De holocaust is voorbij (2)

(John Mearsheimer)

Ook in Nederland kun je het zelden over Palestijnen hebben zonder dat er iemand die Israel wil verdedigen de holocaust weer ter sprake brengt, zoals ik dat pas zelf weer eens een keer kon meemaken. (Hier)

Volgende maand komt Avraham Burg, de schrijver van The Holocaust is Over: We Must Rise from its Ashes naar Nederland. (Hier) Hierbij een bespreking van het boek door John Mearsheimer, een van de auteurs van De Israël Lobby. Ik heb het vertaald, de originele engelse versie hier)

De holocaust als middel om de bezetting te verdedigen
Door John Mearsheimer.

Voor Amerikaanse lezers is de grote verdienste van het belangrijke nieuwe boek van Avraham Burg vooral gelegen in het feit dat hij dingen zegt over Israel en het joodse volk die men bijna nooit hoort in de verhalen die opgang doen in de VS. Het is moeilijk te geloven hoe beperkt en bevooroordeeld de wijze is waarop de Amerikaanse media met Israel omgaan, om het nog maar niet te hebben over de wijze waarop onze politici het kritiekloos achter Israel aanlopen tot hoge kunst hebben verheven. De situatie is tijdens de presidentiele campagne zo beroerd geworden dat journalisten Jeffrey Goldberg en Shmuel Rosner – beide verstokte aanhangers van Israel – stukken schreven onder titels als “kunnen we nu eindelijk ophouden over Israel?”

Laten we hopen dat The holocaust is over door een breed publiek gelezen en bediscussieerd zal worden, want er worden een aantal punten in gemaakt die Amerikanen van alle politieke richtingen dringend moeten horen en overwegen, zeker diegenen die een diepe band met Israël hebben. Dat het Burg was die het boek schreef maakt ook veel uit. Hij kan niet makkelijk worden weggezet als een zelfhatende jood of als een gek, aangezien hij uit een vooraanstaande Israëlische familie komt, en vergaand betrokken is geweest in de Israëlische politiek voor het grootste deel van zijn volwassen leven. Bovendien is het duidelijk dat hij van Israël houdt.

#### [Schriftelijke opdracht 1]
Uit wat voor familie komt Avraham Burg volgens de tekst over het boek van Avraham Burg?
#### [Schriftelijke opdracht 2]
Typ het deel van de tekst over het boek van Avraham Burg over dat begint bij "Volgende maand komt" en doorloopt tot en met "engelse versie hier)".
#### [Schriftelijke opdracht 3]
Schrijf de tekst over het boek van Avraham Burg verder vanaf het punt waar die ophoudt.

[Gegevensrecords]

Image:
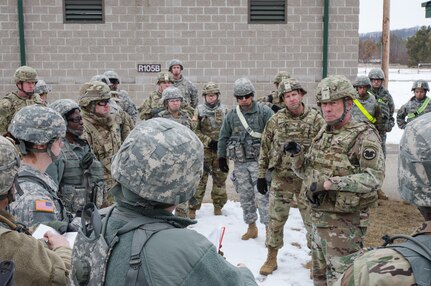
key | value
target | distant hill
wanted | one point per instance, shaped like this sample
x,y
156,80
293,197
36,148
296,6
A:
x,y
401,33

#### [Uitkomst oefening 1]
Uit een vooraanstaande Israëlische familie.

#### [Uitkomst oefening 2]
Volgende maand komt Avraham Burg, de schrijver van The Holocaust is Over: We Must Rise from its Ashes naar Nederland. (Hier) Hierbij een bespreking van het boek door John Mearsheimer, een van de auteurs van De Israël Lobby. Ik heb het vertaald, de originele engelse versie hier)

#### [Uitkomst oefening 3]
Burg komt met veel intelligente opmerkingen in dit boek, maar ik wil me beperken tot zijn centrale stellingen. Zijn belangrijkste boodschap is dat Israël intern in grote problemen verkeert, en dat er goede redenen zijn om aan te nemen dat het in de nabije toekomst heel erg verkeerd kan gaan. Hij benadrukt dat Israël erg is veranderd sinds 1948. Hij citeert daarover zijn moeder: “Dit land is niet het land dat wij wij hebben opgebouwd. Wij stichtten een ander land in 1948, ik weet niet waar dat is gebleven”. Het huidige Israël, schrijft hij, “lijkt angstwekkend veel op de landen waar wij nooit op wilden lijken”. Over de verschuiving naar rechts die door de tijd heen in Israël plaats heeft gevonden, maakt hij de shockerende observatie dat “joden en Israëli’s schurken zijn geworden”.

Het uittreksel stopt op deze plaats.